* Document extract:
════

Skip to main content

What can you do with it?

Crawl Map provides the easiest way to go from a single URL to a map of the entire website. This is extremely useful when you need to prompt the end-user to choose which links to scrape, need to quickly know the links on a website, need to find pages related to a specific topic using the search parameter, or only need to identify specific pages before scraping. The map endpoint is optimized for speed and returns URLs with titles and descriptions. Supports location settings for geo-specific site mapping.

How to use it?

Basic Command Structure

/crawl-map [urls] [includeSubdomains] [ignoreSitemap] [search]

Parameters

Required: Optional Map Control:
  • search - Search term to filter URLs containing specific content
  • limit - Maximum number of URLs to return (default: 100)
  • includeSubdomains - Include subdomains in the map (default: false)

════

* Supplied data:

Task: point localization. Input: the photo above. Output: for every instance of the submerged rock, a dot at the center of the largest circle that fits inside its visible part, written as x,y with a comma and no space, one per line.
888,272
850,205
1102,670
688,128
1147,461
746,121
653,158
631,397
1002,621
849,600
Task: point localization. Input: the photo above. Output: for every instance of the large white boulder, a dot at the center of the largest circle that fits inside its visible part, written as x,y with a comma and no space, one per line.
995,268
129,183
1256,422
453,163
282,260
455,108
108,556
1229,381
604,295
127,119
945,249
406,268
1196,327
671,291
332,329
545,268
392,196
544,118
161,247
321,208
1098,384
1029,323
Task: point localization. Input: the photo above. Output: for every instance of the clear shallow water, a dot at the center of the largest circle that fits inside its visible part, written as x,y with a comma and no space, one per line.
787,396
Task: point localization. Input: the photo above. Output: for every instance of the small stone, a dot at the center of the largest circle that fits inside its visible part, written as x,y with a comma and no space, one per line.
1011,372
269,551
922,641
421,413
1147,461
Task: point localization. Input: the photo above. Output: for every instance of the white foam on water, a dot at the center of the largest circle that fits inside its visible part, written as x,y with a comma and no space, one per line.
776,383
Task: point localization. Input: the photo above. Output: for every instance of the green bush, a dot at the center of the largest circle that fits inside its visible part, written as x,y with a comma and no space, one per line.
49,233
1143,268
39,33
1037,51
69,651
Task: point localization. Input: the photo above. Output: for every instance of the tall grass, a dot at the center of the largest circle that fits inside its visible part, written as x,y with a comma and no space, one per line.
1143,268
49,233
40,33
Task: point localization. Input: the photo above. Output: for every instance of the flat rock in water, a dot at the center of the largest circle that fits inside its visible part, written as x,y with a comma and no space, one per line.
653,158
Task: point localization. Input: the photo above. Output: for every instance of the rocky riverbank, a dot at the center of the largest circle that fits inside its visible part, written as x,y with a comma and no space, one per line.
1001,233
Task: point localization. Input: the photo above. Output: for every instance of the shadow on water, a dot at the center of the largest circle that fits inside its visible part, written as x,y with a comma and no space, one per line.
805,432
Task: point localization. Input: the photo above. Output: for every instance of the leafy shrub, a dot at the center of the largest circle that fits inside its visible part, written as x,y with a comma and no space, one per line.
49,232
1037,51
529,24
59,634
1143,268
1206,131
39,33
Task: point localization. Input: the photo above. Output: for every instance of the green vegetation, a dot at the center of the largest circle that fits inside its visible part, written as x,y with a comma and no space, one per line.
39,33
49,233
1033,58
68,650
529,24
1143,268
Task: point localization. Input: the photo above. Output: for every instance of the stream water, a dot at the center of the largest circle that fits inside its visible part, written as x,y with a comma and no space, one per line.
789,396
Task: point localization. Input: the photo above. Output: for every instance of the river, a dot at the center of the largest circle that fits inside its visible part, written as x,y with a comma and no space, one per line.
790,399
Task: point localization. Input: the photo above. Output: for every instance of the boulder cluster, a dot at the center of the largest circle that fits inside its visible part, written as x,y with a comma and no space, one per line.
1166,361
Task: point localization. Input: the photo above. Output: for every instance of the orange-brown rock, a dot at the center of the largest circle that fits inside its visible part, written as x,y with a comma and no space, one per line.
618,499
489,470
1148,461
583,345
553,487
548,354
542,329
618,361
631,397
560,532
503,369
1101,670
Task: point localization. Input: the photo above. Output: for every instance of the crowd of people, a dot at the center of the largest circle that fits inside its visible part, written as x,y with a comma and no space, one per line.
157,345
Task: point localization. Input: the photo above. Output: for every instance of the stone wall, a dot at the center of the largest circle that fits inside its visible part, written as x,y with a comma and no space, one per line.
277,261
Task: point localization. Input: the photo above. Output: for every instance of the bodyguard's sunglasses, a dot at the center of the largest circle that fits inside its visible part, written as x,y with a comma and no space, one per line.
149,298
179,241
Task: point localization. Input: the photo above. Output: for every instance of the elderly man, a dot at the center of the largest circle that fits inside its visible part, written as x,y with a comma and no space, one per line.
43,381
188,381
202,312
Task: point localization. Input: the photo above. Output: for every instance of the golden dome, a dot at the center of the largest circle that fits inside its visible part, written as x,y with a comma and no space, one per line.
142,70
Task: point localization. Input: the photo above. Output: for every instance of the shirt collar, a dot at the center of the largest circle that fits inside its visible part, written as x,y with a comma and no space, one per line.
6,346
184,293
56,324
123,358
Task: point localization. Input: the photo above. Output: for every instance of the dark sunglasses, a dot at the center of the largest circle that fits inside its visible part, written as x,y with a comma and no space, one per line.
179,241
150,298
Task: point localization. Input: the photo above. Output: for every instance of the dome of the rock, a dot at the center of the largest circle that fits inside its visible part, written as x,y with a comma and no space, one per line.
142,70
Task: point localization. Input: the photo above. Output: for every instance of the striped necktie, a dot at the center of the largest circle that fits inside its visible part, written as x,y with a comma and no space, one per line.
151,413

════

* Work to do:
a. On the Crawl Map page, what is the default value of the limit parameter?
b. Reproduce part of the Crawl Map page word for word, beginning at the words "Skip to main" and stopping after "geo-specific site mapping.".
Rely only on the Crawl Map page when responding.

* Expected responses:
a. The default is 100.

b.
Skip to main content

What can you do with it?

Crawl Map provides the easiest way to go from a single URL to a map of the entire website. This is extremely useful when you need to prompt the end-user to choose which links to scrape, need to quickly know the links on a website, need to find pages related to a specific topic using the search parameter, or only need to identify specific pages before scraping. The map endpoint is optimized for speed and returns URLs with titles and descriptions. Supports location settings for geo-specific site mapping.